[Items listed in a dataset]
====================
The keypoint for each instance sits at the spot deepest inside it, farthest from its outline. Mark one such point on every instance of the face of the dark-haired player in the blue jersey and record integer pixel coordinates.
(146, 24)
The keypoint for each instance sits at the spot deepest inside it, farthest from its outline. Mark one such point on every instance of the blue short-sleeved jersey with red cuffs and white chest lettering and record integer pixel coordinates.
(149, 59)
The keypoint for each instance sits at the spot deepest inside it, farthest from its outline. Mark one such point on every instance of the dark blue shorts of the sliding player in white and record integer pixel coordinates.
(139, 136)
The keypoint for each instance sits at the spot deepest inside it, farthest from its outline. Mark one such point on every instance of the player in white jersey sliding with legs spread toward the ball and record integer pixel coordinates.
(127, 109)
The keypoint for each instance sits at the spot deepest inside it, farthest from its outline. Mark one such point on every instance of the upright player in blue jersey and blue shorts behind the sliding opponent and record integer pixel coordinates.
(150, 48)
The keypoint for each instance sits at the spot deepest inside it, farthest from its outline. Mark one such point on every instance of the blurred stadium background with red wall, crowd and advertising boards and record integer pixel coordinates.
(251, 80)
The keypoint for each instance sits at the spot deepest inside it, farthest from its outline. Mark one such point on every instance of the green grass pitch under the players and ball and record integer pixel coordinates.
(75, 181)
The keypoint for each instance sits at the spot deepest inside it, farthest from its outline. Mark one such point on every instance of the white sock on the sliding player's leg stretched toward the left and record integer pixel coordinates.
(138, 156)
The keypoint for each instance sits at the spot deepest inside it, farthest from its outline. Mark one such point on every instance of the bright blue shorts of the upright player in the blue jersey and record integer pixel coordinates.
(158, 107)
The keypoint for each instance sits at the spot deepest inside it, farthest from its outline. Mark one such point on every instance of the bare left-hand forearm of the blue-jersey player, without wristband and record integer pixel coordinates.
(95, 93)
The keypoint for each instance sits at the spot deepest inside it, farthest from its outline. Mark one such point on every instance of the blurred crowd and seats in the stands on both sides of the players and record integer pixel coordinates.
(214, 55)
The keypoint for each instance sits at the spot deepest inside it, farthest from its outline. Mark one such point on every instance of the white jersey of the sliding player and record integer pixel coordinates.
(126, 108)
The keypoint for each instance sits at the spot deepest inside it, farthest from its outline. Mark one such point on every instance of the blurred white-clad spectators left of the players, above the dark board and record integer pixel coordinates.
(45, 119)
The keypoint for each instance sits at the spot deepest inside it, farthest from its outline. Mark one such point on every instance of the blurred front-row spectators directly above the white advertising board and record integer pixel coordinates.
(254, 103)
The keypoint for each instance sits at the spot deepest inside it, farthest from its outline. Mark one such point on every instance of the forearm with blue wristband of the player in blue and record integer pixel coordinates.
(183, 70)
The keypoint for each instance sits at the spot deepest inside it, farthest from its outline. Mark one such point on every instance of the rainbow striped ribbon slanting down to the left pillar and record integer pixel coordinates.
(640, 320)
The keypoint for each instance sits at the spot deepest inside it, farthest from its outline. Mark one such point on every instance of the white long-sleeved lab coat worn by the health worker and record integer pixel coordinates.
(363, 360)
====================
Task requirements: Print all entries again, exactly.

Exercise solution:
The keypoint for each instance sits at the spot deepest inside it, farthest from its outline. Mark one such point on every instance of the face of the dark-haired player in the blue jersey and record integer pixel coordinates.
(146, 24)
The keypoint for each instance sits at the spot deepest inside it, farthest from its outline. Mark one such point on every instance of the blue short-sleeved jersey with red cuffs and white chest lettering and record integer pixel coordinates.
(149, 59)
The keypoint for each instance sits at the spot deepest inside it, farthest from its outline. Mark one such point on every instance of the dark blue shorts of the sliding player in white and record integer pixel coordinates.
(139, 136)
The keypoint for each instance sits at the spot deepest inside it, farthest from its outline. Mark one such point on every instance of the player in white jersey sliding with legs spread toward the ball and record integer pixel coordinates.
(127, 109)
The keypoint for each instance sits at the spot deepest inside it, farthest from its outline. Mark one such point on every instance of the upright player in blue jersey and blue shorts behind the sliding opponent and record integer pixel coordinates.
(150, 48)
The keypoint for each instance sits at the spot deepest inside it, farthest from its outline. Mark one such point on every instance of the blurred stadium background with red wall, crowd and advertising boards and record integer pixel coordinates.
(251, 80)
The keypoint for each instance sits at the spot deepest inside it, farthest from its outline. Mark one such point on every instance of the green grass pitch under the players and ball and record integer pixel coordinates.
(75, 181)
The keypoint for each instance sits at the spot deepest inside it, farthest from its outline. Mark one such point on every instance of the white sock on the sliding player's leg stretched toward the left and record integer pixel coordinates.
(138, 156)
The keypoint for each instance sits at the spot deepest inside it, farthest from its outline. Mark one such point on every instance of the bright blue shorts of the upright player in the blue jersey and record integer pixel coordinates.
(158, 107)
The keypoint for each instance sits at the spot deepest inside it, farthest from its outline. Mark one such point on every instance of the bare left-hand forearm of the blue-jersey player, without wristband and record integer pixel coordinates.
(95, 93)
The keypoint for each instance sits at the spot deepest inside it, farthest from its outline. Mark one such point on every instance of the blurred crowd and seats in the stands on both sides of the players and record integer pixel coordinates.
(214, 55)
The keypoint for each instance sits at the spot deepest inside it, farthest from its outline. Mark one such point on every instance of the white jersey of the sliding player and record integer pixel coordinates.
(126, 108)
The keypoint for each instance sits at the spot deepest inside it, farthest from its outline. Mark one such point on every instance of the blurred white-clad spectators left of the players, above the dark board and record integer pixel coordinates.
(45, 119)
The keypoint for each instance sits at the spot deepest inside it, farthest from its outline. Mark one such point on every instance of the blurred front-row spectators directly above the white advertising board and record integer pixel coordinates.
(254, 103)
The keypoint for each instance sits at the spot deepest inside it, farthest from its outline. Mark one such point on every instance of the forearm with blue wristband of the player in blue and record integer pixel coordinates.
(183, 70)
The keypoint for each instance sits at the spot deepest inside it, farthest from its outline. Mark one such point on every instance of the rainbow striped ribbon slanting down to the left pillar and record integer pixel coordinates.
(640, 320)
The keypoint for each instance sits at the spot deepest inside it, farthest from its outline. Mark one such point on every instance of the white long-sleeved lab coat worn by the health worker and record integer pixel coordinates.
(363, 360)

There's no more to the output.